[START Records supplied]

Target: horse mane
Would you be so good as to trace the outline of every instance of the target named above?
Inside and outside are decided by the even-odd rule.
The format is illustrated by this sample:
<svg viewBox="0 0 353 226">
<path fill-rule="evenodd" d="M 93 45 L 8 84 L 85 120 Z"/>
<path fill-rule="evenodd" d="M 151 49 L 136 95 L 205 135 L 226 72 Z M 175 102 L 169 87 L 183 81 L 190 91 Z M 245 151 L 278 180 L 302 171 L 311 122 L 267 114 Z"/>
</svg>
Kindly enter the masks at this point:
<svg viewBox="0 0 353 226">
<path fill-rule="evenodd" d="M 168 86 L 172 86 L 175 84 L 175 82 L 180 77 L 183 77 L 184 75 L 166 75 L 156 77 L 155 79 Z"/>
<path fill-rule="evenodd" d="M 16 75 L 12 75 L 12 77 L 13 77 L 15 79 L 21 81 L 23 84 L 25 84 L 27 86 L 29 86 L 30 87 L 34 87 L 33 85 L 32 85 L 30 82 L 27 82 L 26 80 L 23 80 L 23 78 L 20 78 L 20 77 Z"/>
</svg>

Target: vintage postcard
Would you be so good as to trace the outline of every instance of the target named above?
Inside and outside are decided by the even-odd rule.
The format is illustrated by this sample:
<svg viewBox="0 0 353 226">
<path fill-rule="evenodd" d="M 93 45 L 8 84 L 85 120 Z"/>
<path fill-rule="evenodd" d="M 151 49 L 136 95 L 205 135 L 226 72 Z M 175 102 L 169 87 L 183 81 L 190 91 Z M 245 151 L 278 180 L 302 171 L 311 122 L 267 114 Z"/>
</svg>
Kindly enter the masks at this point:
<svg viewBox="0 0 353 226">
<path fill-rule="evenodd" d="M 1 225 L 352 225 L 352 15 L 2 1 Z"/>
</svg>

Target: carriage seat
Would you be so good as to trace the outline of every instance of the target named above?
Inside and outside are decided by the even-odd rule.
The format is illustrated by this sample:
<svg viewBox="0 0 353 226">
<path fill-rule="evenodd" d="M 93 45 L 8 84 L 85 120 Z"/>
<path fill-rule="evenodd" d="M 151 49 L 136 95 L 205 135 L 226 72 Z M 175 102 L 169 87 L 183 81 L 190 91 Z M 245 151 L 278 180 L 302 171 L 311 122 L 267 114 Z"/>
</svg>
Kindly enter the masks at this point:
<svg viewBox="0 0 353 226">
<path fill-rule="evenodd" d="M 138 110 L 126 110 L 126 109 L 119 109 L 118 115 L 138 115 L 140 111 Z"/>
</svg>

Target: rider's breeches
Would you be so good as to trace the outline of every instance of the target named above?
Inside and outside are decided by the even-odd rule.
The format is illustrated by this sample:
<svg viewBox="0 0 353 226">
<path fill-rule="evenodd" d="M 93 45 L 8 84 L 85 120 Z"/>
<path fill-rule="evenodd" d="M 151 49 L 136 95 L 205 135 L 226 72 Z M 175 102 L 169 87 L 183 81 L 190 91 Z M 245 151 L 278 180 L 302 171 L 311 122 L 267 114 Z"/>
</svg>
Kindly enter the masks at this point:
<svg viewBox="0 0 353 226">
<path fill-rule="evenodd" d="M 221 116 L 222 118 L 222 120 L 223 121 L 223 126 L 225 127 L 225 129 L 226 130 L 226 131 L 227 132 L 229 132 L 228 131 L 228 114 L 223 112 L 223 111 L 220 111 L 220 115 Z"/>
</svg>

[END Records supplied]

The request:
Could you copy every line of the material from the one holding "Target: rider's breeches" through the end, inclusive, with the requests kept as they are, but with each number in the answer SVG markup (viewBox values and path coordinates) shifted up by 108?

Problem solution:
Target: rider's breeches
Would you be so good as to trace the outline of every instance of the target named above?
Inside and outside are decided by the even-odd rule.
The format is illustrated by this sample:
<svg viewBox="0 0 353 226">
<path fill-rule="evenodd" d="M 93 45 L 8 84 L 85 120 Z"/>
<path fill-rule="evenodd" d="M 151 49 L 136 95 L 205 135 L 226 72 Z M 175 102 L 169 87 L 183 81 L 190 91 Z M 245 151 L 278 180 L 302 171 L 311 122 L 267 114 Z"/>
</svg>
Kindly enter the masks at this point:
<svg viewBox="108 108 461 334">
<path fill-rule="evenodd" d="M 329 224 L 330 226 L 330 228 L 331 229 L 331 234 L 333 235 L 333 237 L 334 238 L 334 239 L 335 240 L 337 240 L 336 239 L 336 222 L 331 220 L 331 219 L 328 219 L 328 223 Z"/>
</svg>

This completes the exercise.